::: Source data

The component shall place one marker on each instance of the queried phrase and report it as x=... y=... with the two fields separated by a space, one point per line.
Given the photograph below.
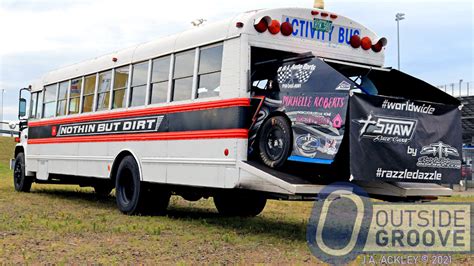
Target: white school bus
x=252 y=108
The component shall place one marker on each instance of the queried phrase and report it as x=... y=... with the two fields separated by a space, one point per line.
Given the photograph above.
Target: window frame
x=132 y=85
x=192 y=76
x=199 y=73
x=69 y=98
x=126 y=88
x=169 y=77
x=55 y=101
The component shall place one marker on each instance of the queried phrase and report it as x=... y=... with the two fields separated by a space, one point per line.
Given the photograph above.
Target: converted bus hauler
x=269 y=104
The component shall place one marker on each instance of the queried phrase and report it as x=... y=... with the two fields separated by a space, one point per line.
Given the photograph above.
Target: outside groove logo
x=345 y=223
x=386 y=129
x=440 y=152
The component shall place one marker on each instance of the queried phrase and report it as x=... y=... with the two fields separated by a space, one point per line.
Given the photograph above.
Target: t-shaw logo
x=130 y=125
x=386 y=129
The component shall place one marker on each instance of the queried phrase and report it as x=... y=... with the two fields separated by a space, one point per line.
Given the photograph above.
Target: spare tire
x=274 y=141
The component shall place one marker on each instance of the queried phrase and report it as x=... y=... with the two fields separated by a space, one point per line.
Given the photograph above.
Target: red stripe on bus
x=146 y=111
x=184 y=135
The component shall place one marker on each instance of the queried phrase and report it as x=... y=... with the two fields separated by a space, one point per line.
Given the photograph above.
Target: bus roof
x=333 y=45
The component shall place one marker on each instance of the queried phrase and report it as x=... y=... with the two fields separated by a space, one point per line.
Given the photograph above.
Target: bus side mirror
x=22 y=108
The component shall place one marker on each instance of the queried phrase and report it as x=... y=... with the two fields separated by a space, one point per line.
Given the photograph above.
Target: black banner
x=399 y=140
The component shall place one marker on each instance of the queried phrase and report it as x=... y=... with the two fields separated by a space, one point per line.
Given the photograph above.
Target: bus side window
x=75 y=95
x=62 y=98
x=183 y=76
x=39 y=105
x=49 y=102
x=103 y=91
x=33 y=104
x=139 y=81
x=159 y=79
x=210 y=64
x=88 y=95
x=120 y=87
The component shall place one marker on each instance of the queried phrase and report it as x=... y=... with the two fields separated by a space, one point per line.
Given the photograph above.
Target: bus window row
x=194 y=74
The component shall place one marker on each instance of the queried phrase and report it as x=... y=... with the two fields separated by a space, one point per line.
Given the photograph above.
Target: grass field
x=65 y=224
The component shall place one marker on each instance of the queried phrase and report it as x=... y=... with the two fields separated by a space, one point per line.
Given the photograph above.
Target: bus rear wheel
x=274 y=142
x=21 y=181
x=244 y=204
x=102 y=189
x=135 y=197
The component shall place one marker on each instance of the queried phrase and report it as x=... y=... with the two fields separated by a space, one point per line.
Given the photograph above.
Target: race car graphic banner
x=400 y=140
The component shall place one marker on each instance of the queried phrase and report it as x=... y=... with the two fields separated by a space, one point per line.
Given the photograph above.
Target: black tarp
x=395 y=139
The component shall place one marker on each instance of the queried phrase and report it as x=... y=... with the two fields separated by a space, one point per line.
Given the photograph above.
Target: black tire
x=128 y=187
x=244 y=204
x=20 y=180
x=135 y=197
x=274 y=142
x=103 y=189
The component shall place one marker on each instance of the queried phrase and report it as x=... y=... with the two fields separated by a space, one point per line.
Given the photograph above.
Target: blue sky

::::::

**What you will do:**
Arrange all the lines above as a numbered list, leaving out any blank lines. Don't include the picture.

**Written answer:**
1. The component shall place one marker on each instance of the queried phrase and report it as x=... y=... with the two fields separated by a space, one point per line.
2. Given the photograph below.
3. Target: white school bus
4. x=252 y=108
5. The component shall place one marker on each instance of the queried phrase and report it as x=... y=... with the two fields separated by a space, one point per line.
6. Given the photograph above.
7. Target: window frame
8. x=132 y=85
9. x=192 y=76
10. x=199 y=73
11. x=69 y=98
12. x=126 y=88
13. x=169 y=77
14. x=55 y=101
15. The component shall place one marker on each instance of the queried phrase and report it as x=... y=... with the two fields separated by a space, one point per line.
16. Given the photograph above.
17. Target: converted bus hauler
18. x=269 y=104
19. The component shall place one marker on each instance of the queried phrase and report it as x=... y=... with the two fields separated by a space, one point per line.
20. Given the photograph above.
21. Target: outside groove logo
22. x=345 y=223
23. x=386 y=129
24. x=440 y=152
25. The component shall place one marker on each instance of the queried phrase and report it as x=... y=... with the two fields separated by a space, one point per line.
26. Given the photograph above.
27. Target: t-shaw logo
28. x=130 y=125
29. x=386 y=129
30. The component shall place one marker on each instance of the queried phrase and report it as x=... y=... with the two fields separated by a space, one point per line.
31. Given the photograph above.
32. Target: spare tire
33. x=274 y=141
34. The component shall place one marker on each instance of the queried phrase and report it as x=... y=... with the two fields separated by a space, one point per line.
35. Given the photograph above.
36. Target: red stripe on bus
37. x=146 y=111
38. x=184 y=135
39. The component shall place one marker on each instance of the queried phrase and report it as x=... y=... with the two fields separated by a space, one point per line.
40. Given the photograph above.
41. Target: bus roof
42. x=333 y=45
43. The component shall place one marker on each instance of the queried phrase and report it as x=... y=... with the two fields separated by a space, one point per line.
44. Given the photograph above.
45. Target: bus side mirror
46. x=22 y=108
47. The component shall place one marker on each instance of the queried phrase and report it as x=... y=... with the two fields separated by a space, one point per line.
48. Given the photograph above.
49. Target: black banner
50. x=399 y=140
51. The component shall place one marker on each instance of the queried phrase and report it as x=... y=... with the two fields separated by a space, one point per line.
52. Given the photograph above.
53. Target: bus side window
54. x=75 y=95
55. x=62 y=98
56. x=183 y=76
57. x=39 y=105
58. x=49 y=102
59. x=103 y=91
60. x=33 y=104
61. x=139 y=81
62. x=159 y=79
63. x=210 y=64
64. x=88 y=95
65. x=120 y=87
66. The component shall place one marker on each instance of the queried phrase and report it as x=... y=... with the two fields separated by a space, one point per line.
67. Given the photograph above.
68. Target: bus window row
69. x=194 y=74
70. The component shall place one marker on each instance of the queried phrase and report it as x=... y=... with the two fields separated by a space, one point per line.
71. Given the photograph above.
72. Target: grass field
73. x=65 y=224
74. The component shall place one marker on each instance of the queried phrase and report it as x=... y=... with the two fields separated by a space, one point per line.
75. Given the photograph above.
76. Target: bus rear wheel
77. x=274 y=142
78. x=21 y=181
79. x=244 y=204
80. x=102 y=189
81. x=135 y=197
82. The component shall place one marker on each instance of the queried phrase and report it as x=... y=... with the two fields separated by a space, one point per line.
83. Given the photograph above.
84. Target: race car graphic banner
85. x=400 y=140
86. The component shall place one marker on each instance of the queried phrase and report it as x=... y=... with the two fields separated by a space, one point per line.
87. Given the photograph above.
88. Target: black tarp
89. x=395 y=139
90. The component shall place one marker on each instance of the queried phrase and report it as x=... y=... with the two fields separated by a space, one point per line.
91. Given the photograph above.
92. Target: black tire
93. x=128 y=187
94. x=244 y=204
95. x=20 y=180
96. x=135 y=197
97. x=274 y=142
98. x=103 y=189
99. The component shall place one marker on each instance of the queried phrase and report it as x=... y=... with the two fields separated by a space, one point per line.
100. Given the photograph above.
101. Target: blue sky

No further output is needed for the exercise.